» **Instruction**
Reproduce the entire listing below verbatim, keeping every line and character unchanged.

==*==

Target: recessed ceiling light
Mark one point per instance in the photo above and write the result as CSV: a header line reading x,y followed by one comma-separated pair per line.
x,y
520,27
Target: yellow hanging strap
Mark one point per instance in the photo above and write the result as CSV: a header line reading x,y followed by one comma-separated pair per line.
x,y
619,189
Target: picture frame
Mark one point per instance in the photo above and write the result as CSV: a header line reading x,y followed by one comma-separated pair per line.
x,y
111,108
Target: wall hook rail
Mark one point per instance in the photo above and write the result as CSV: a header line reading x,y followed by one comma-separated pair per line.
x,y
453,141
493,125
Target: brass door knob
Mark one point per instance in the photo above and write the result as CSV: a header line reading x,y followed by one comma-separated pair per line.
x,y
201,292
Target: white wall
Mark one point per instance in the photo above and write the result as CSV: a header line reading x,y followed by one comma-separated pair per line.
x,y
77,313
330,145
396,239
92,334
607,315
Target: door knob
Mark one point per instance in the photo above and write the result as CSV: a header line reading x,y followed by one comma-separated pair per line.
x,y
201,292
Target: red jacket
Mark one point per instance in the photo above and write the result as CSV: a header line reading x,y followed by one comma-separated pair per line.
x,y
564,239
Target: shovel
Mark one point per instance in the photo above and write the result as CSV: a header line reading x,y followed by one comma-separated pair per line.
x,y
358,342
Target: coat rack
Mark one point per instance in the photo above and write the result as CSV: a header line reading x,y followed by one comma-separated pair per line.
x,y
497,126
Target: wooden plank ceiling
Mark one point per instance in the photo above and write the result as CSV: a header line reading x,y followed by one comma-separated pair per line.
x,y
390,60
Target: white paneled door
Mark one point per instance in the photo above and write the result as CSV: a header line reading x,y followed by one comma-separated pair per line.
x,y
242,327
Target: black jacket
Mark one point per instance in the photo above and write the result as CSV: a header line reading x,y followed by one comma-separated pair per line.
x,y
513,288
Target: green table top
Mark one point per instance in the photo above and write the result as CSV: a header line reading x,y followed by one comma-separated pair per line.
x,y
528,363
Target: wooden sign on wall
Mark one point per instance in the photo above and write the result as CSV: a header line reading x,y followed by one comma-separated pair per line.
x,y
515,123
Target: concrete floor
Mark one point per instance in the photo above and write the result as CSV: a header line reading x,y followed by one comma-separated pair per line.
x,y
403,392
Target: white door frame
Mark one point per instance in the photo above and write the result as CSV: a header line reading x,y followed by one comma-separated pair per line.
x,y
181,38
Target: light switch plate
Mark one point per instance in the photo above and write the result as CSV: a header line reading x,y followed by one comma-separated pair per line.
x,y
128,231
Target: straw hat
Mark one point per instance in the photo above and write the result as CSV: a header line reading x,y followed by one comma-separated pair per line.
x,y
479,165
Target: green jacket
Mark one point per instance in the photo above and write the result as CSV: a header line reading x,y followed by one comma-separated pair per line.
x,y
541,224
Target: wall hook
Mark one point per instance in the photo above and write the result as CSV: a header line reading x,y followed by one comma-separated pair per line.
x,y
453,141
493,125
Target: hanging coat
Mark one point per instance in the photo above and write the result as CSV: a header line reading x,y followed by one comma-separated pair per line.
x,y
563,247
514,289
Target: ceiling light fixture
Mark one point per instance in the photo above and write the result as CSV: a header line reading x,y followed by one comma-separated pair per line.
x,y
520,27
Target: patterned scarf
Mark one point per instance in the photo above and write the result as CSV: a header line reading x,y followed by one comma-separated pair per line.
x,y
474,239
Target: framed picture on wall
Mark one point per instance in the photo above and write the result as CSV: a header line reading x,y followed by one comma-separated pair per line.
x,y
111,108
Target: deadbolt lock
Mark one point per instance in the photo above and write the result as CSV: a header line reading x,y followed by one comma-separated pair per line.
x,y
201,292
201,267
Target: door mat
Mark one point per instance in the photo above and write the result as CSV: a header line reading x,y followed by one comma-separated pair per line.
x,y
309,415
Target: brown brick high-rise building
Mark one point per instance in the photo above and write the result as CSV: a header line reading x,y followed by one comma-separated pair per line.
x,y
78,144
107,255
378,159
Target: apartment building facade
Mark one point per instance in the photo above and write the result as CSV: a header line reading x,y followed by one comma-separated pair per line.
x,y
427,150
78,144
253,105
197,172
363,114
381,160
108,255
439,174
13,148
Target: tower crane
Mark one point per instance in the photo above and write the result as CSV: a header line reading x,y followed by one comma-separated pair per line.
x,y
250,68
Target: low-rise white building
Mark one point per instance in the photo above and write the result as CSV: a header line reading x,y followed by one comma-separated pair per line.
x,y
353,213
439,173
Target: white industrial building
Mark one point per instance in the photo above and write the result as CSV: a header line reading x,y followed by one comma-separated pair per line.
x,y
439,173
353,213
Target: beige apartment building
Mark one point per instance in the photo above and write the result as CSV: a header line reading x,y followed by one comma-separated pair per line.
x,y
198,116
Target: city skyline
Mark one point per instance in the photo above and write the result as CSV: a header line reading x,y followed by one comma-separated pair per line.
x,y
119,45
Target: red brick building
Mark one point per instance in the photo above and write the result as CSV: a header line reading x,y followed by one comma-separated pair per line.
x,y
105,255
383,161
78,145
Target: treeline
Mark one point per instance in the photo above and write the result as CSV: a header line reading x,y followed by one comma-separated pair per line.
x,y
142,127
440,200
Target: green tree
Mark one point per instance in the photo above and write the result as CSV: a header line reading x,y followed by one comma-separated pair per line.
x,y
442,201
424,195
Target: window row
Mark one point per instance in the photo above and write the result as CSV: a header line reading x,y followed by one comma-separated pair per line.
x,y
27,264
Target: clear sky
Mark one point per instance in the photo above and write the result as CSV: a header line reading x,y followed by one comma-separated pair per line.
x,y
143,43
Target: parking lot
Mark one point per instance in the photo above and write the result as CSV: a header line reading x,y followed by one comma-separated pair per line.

==*==

» **The answer**
Target: recessed ceiling light
Mark one point per instance in the photo above and write the result as CSV: a header line reading x,y followed by one comma-separated pair per line.
x,y
520,27
Target: yellow hanging strap
Mark one point per instance in the photo above and write the result as CSV: a header line reading x,y followed by one comma-separated pair per line.
x,y
619,189
Target: picture frame
Mark one point per instance in the photo above and write the result as CSV: a header line reading x,y followed by one comma-separated pair per line.
x,y
111,108
Target: wall hook rail
Mark one point per instance in the photo above and write the result as CSV: a header line reading x,y followed by one comma-separated pair per line.
x,y
453,141
493,125
Target: brass door knob
Mark one point per instance in the photo above and write the result as CSV: a header line reading x,y followed by one comma-separated pair per line.
x,y
201,292
Target: white wall
Mark one point per instance in the photo above and write the result as CSV: a header line reading x,y followed by one comma-separated pair per line.
x,y
77,313
330,145
396,239
92,334
607,315
Target: door knob
Mark one point per instance in the photo above and write the result as CSV: a header line reading x,y followed by one comma-separated pair per line.
x,y
201,292
Target: red jacket
Mark one point per instance in the photo above and write the result as CSV: a header line reading x,y followed by one comma-separated pair per line.
x,y
564,239
Target: shovel
Mark one point per instance in the photo above and write the result as CSV: a header line reading x,y followed by one comma-separated pair per line.
x,y
358,342
Target: coat rack
Mark one point per instance in the photo above and write the result as CSV: a header line reading x,y followed by one comma-separated pair per line.
x,y
497,126
Target: wooden plank ceiling
Mark one point per instance in the photo above and write the result as CSV: a header line reading x,y followed by one comma-separated pair per line.
x,y
390,60
Target: white paneled door
Mark one point per instance in the photo above and write the result as CSV: a header line reading x,y followed by one comma-separated pair per line.
x,y
242,327
Target: black jacket
Mark one point per instance in the photo above and write the result as CSV: a header line reading x,y followed by one comma-separated pair per line.
x,y
513,288
Target: green table top
Mark one point per instance in the photo above and write the result as CSV: a header line reading x,y followed by one comma-separated pair per line.
x,y
528,363
Target: wooden sign on wall
Mark one point per instance in the photo above and write the result as CSV: a header line reading x,y followed by one comma-separated pair per line.
x,y
515,123
Target: concrete floor
Mark one point per instance in the photo above and write the result as CSV: a header line reading x,y followed by one comma-separated pair per line.
x,y
403,392
Target: white door frame
Mark one point per instance in the photo above and write the result as CSV: a header line reading x,y followed by one comma-separated pair per line.
x,y
181,38
Target: light switch plate
Mark one point per instance in the photo above and write the result as CSV: a header line reading x,y followed by one comma-separated pair per line.
x,y
128,231
Target: straw hat
Mark one point per instance in the photo above and write the result as CSV: a header line reading x,y followed by one comma-separated pair per line.
x,y
479,165
Target: green jacket
Mark one point per instance in the photo above and write the result as CSV: a header line reading x,y followed by one comma-separated pair per line.
x,y
541,224
Target: wall hook
Mark one point per instance in the photo above and write the result as CSV: a header line reading x,y followed by one comma-separated pair per line.
x,y
453,141
493,125
Target: hanging coat
Mark one point per instance in the photo above and write the result as CSV: a header line reading x,y followed by one comma-separated pair per line.
x,y
563,247
514,289
Target: ceiling light fixture
Mark one point per instance in the photo above and write the result as CSV: a header line reading x,y followed by one comma-separated pair per line.
x,y
520,27
Target: patterned scarf
Mark one point per instance in the photo above and write the result as CSV: a header line reading x,y followed by one comma-separated pair per line.
x,y
474,239
Target: framed picture on wall
Mark one point per instance in the photo above and write the result as CSV: a header line reading x,y followed by one comma-separated pair per line.
x,y
111,108
Target: deadbolt lock
Mark one point per instance in the photo above and write the result as CSV: a header line reading x,y followed by one comma-separated pair per line.
x,y
201,292
201,267
Target: door mat
Mark one point per instance in the photo above and write the result as CSV: a header line reading x,y followed by one comma-separated pair per line.
x,y
309,415
Target: brown brick high-rise building
Mark one point per instance in the photo above and write the result as CSV: a header line reading x,y followed by one comma-separated pair per line.
x,y
78,144
107,255
378,159
Target: apartment building facade
Mark one point per instance in the photo above and write the result as CSV: a header line reading x,y followed by one comma-separated pair per line.
x,y
427,150
78,144
253,105
197,172
363,114
381,160
108,255
439,174
13,148
Target: tower crane
Mark one point per instance in the photo above and write the result as CSV: a header line reading x,y followed by one comma-separated pair per line.
x,y
250,68
Target: low-rise white building
Mark one point per instance in the photo above and write the result as CSV: a header line reading x,y followed by one comma-separated pair per line.
x,y
353,213
439,173
Target: white industrial building
Mark one point per instance in the photo above and write the result as CSV: a header line reading x,y followed by one comma-separated pair per line.
x,y
439,173
353,213
Target: beige apartment building
Mark one point per instance in the photo above and write the result as CSV: a header line reading x,y followed by one comma-separated pair per line.
x,y
198,116
Target: city skyline
Mark one point per instance in the photo above and write the result as CSV: a header line reading x,y followed by one comma-separated pair per line.
x,y
119,45
Target: red brick building
Mark one point per instance in the photo above and write the result as CSV: a header line reading x,y followed by one comma-separated pair per line.
x,y
105,255
383,161
78,145
Target: treeline
Mark one point per instance in the photo above and write the result as CSV: a header line reading x,y followed by one comma-separated pair per line.
x,y
142,127
440,200
Target: green tree
Mark one point per instance in the photo above and write the result as CSV: a header line reading x,y followed by one comma-separated pair per line.
x,y
442,201
424,195
Target: window row
Mark one point per instance in the photo above and write the result as CSV: a header line reading x,y followed by one comma-separated pair per line.
x,y
27,264
Target: clear sky
Mark one point per instance in the photo above and write the result as CSV: a header line reading x,y followed by one comma-separated pair per line.
x,y
143,43
Target: parking lot
Mark one point per instance in the photo above and write the result as CSV: a header line reading x,y followed by one comma-separated pair per line.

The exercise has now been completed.